** start of Information provided **

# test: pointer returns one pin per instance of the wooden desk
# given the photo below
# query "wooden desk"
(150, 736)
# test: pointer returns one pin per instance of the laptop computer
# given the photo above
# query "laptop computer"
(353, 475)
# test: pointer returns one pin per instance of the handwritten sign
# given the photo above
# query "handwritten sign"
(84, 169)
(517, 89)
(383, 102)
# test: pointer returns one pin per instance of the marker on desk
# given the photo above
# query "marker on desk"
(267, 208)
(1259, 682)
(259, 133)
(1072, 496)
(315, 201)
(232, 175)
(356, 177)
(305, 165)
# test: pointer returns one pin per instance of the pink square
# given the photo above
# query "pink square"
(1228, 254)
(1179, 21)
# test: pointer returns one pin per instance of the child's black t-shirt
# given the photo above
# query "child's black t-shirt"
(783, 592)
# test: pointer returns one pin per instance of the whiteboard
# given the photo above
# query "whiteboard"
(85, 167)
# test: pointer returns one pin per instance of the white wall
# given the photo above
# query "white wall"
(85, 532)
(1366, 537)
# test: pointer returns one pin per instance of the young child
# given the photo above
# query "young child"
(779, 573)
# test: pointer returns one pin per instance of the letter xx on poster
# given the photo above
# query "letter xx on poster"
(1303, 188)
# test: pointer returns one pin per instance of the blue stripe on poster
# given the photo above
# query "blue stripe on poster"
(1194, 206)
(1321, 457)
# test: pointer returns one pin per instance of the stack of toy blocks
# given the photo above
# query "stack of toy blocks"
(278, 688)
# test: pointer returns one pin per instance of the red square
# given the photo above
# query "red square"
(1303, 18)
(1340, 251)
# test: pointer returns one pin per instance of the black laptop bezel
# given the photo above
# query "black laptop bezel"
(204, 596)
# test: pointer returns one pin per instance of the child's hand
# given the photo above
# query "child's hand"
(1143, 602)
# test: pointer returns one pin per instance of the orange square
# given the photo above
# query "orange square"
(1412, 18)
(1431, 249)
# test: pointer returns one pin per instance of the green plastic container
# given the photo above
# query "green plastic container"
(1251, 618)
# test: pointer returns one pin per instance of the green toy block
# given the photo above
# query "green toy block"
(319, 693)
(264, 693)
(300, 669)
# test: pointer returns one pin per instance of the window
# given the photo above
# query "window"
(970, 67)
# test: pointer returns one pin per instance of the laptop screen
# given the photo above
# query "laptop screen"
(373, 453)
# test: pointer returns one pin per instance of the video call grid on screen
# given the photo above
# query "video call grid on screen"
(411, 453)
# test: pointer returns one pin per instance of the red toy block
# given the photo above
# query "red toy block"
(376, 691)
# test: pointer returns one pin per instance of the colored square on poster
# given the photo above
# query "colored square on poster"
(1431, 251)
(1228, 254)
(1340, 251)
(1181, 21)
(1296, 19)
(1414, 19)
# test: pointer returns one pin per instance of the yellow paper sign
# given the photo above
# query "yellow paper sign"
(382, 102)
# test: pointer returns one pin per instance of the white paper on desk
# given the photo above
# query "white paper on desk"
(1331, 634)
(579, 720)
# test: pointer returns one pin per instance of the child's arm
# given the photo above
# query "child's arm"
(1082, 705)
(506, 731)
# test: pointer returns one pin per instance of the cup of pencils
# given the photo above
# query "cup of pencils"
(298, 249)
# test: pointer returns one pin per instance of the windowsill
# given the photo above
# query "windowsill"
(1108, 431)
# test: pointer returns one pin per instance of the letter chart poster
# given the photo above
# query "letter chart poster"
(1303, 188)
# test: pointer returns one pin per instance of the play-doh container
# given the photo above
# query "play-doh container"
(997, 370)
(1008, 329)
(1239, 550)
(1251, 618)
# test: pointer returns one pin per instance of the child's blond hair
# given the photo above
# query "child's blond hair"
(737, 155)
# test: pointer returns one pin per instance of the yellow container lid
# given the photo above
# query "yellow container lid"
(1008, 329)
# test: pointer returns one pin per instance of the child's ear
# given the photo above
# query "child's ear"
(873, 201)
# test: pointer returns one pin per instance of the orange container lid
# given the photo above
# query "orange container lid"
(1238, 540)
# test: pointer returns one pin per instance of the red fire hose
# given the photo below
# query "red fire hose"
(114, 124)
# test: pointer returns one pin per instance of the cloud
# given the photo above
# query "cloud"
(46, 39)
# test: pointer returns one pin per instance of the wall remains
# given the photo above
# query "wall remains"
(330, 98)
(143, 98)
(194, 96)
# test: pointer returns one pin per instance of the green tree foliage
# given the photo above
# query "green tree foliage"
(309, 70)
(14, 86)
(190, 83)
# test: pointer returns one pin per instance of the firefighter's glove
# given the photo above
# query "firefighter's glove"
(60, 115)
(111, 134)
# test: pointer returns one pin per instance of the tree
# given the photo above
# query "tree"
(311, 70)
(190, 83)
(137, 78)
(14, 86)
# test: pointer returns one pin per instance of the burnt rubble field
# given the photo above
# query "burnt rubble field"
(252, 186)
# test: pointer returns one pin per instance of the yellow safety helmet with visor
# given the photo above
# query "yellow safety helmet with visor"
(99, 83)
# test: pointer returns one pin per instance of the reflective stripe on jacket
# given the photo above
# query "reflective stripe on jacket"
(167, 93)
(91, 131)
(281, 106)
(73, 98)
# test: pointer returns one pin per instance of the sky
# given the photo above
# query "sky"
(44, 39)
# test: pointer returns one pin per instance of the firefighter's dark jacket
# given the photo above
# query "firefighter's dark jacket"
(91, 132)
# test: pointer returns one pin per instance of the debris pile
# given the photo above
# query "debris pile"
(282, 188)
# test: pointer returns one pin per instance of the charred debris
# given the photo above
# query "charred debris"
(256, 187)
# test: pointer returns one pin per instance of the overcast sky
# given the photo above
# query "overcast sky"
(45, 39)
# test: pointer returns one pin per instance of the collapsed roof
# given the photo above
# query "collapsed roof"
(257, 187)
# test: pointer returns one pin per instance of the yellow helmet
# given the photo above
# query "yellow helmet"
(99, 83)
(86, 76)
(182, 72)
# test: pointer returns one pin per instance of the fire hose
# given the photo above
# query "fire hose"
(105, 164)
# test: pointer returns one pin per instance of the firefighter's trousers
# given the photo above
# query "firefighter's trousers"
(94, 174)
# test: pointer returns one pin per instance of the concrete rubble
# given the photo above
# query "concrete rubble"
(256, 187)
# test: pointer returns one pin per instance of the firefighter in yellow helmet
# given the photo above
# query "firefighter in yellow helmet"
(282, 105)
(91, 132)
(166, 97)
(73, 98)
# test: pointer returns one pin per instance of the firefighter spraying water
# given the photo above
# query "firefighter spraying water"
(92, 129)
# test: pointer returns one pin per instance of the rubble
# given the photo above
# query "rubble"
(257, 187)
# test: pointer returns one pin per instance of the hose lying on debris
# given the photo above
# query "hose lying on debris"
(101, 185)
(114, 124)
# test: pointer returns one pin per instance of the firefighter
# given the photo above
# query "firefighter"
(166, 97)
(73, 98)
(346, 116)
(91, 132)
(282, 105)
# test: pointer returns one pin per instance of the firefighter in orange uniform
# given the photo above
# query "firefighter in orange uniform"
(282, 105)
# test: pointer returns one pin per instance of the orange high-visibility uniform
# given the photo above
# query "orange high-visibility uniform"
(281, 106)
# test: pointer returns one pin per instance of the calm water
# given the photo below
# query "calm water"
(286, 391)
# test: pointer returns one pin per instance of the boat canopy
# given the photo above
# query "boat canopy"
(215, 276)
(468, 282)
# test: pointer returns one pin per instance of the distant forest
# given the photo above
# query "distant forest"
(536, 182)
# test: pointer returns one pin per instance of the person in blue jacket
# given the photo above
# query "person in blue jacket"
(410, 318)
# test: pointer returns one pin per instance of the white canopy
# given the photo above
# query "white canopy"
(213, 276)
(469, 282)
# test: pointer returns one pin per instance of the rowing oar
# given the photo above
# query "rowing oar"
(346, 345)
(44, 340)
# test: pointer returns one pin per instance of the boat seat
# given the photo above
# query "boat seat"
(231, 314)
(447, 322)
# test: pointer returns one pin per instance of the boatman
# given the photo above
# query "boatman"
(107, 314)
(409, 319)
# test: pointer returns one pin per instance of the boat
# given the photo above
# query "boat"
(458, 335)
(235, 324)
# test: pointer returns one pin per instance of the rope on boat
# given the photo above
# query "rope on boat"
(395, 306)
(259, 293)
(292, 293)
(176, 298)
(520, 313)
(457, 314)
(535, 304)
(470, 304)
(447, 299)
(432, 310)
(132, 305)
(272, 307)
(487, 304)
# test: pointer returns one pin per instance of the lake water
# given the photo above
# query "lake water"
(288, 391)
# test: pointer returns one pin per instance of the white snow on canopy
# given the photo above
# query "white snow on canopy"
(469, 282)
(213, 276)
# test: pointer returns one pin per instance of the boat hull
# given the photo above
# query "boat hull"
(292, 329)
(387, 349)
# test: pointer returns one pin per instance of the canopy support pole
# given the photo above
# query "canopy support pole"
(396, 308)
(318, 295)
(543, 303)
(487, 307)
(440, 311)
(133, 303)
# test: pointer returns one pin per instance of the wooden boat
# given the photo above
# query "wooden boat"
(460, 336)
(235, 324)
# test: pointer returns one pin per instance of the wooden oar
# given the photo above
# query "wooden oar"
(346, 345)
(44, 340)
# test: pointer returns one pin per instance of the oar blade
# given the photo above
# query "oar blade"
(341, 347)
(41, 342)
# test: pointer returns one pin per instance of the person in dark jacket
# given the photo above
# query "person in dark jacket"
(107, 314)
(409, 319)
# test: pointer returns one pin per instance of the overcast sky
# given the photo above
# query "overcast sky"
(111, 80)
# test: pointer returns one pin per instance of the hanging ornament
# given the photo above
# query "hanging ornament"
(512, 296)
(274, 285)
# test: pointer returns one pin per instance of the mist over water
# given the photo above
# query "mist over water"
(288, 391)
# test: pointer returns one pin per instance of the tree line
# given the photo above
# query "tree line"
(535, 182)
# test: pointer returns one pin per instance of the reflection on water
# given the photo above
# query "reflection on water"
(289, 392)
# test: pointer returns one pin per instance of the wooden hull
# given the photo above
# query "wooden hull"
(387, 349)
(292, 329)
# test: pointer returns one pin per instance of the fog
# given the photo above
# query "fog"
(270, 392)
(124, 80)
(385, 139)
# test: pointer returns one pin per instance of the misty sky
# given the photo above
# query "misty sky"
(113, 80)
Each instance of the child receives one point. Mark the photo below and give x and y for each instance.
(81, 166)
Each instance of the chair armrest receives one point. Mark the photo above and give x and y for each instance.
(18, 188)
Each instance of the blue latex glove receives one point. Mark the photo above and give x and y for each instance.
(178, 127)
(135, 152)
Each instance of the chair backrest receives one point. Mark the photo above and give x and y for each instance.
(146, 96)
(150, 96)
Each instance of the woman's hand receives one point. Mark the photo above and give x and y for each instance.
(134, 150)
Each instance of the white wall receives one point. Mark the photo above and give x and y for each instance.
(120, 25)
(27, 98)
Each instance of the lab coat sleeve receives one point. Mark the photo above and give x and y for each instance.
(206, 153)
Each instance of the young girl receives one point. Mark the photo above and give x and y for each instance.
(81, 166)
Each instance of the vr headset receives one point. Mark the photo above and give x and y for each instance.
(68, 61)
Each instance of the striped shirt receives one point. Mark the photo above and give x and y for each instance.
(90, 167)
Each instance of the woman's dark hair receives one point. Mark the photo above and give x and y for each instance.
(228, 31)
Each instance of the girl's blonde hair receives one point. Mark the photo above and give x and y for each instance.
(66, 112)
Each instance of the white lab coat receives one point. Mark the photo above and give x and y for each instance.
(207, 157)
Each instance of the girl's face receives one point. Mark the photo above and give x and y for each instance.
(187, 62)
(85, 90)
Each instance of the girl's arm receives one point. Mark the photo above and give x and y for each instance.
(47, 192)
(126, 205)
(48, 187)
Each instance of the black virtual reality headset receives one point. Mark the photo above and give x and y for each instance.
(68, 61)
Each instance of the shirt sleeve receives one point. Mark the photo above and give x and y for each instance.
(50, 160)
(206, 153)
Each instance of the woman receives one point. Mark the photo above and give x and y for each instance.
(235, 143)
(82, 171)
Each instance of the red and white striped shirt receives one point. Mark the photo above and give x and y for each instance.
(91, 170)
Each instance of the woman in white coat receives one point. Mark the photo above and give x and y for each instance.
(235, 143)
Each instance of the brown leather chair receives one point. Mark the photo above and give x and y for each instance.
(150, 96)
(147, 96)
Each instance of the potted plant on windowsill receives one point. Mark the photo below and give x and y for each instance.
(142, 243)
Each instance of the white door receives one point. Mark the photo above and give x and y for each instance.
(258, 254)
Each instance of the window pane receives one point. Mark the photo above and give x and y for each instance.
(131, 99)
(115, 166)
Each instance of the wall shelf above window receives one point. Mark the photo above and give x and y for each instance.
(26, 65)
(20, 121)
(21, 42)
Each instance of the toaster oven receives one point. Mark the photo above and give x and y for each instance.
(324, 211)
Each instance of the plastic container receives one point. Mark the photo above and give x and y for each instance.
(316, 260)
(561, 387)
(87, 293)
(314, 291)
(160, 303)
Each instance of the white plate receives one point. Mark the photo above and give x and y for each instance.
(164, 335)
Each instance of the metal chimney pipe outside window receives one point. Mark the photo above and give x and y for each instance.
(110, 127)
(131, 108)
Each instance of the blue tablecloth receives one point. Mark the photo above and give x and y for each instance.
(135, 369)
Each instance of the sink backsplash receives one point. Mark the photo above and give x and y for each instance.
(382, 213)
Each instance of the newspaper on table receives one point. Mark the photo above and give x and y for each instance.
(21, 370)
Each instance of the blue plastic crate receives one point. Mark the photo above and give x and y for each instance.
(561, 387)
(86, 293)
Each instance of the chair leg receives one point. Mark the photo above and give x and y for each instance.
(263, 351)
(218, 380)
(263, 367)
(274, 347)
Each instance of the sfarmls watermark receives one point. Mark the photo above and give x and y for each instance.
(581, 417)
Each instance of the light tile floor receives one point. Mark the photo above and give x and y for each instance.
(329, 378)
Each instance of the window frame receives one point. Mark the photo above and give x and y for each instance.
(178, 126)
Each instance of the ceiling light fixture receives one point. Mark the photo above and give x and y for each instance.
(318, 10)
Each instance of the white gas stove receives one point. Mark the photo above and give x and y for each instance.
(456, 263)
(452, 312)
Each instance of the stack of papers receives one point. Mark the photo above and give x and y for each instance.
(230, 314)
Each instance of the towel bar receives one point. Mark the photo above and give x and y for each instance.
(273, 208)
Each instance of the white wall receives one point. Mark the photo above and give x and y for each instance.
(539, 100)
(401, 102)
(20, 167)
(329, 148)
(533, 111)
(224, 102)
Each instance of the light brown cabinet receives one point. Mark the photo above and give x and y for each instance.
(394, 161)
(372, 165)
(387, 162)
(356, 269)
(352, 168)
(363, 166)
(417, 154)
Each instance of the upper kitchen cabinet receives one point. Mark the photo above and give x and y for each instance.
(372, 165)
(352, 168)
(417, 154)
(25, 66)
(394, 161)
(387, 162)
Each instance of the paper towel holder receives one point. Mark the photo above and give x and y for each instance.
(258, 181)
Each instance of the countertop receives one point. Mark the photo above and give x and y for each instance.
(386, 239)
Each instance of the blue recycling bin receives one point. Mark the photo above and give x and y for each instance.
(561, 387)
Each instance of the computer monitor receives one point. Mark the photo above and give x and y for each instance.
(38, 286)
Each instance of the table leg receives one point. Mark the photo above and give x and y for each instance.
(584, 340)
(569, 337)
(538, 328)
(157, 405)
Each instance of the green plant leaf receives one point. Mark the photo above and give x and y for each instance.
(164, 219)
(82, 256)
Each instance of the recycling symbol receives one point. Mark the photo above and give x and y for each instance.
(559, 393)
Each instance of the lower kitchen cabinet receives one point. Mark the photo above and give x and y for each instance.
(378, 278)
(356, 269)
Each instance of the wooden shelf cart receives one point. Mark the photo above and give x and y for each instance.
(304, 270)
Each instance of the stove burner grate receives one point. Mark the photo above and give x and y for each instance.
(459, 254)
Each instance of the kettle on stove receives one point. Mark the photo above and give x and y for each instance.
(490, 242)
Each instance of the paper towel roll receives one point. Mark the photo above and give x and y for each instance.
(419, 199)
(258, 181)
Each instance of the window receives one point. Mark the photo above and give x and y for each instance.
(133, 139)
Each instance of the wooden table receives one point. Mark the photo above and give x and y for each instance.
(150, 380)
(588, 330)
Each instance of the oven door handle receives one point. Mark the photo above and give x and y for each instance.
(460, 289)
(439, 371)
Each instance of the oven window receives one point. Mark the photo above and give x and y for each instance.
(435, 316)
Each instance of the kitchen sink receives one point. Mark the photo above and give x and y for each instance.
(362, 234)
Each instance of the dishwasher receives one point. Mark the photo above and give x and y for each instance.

** end of Information provided **

Give back the lines of the listing from the one with "Each instance of the stove" through the end, both included, exactly as written and with nothing added.

Each instance of the stove burner grate receives one point. Mark the photo above and give x and y for each instance.
(459, 254)
Each instance of the kettle on stove receives one point. Mark the photo above and give x and y for each instance.
(490, 242)
Each instance of the paper towel roll receives one point. Mark the photo above and give x and y for each instance.
(419, 199)
(258, 181)
Each instance of the window receives one point. Mark the photo above and give x and y for each instance.
(133, 139)
Each instance of the wooden table receives one point. Mark the photo above and give x and y for each instance.
(150, 380)
(588, 330)
Each instance of the oven door handle receives one point. Mark the photo above and give x and y for each instance.
(460, 289)
(439, 371)
Each instance of the oven window receives one point. Mark the photo above and give x and y for each instance.
(435, 316)
Each instance of the kitchen sink receives one point. Mark the photo above and give x and y for each instance.
(362, 234)
Each instance of the dishwasher receives one point. Mark the photo above and give x and y for each instance.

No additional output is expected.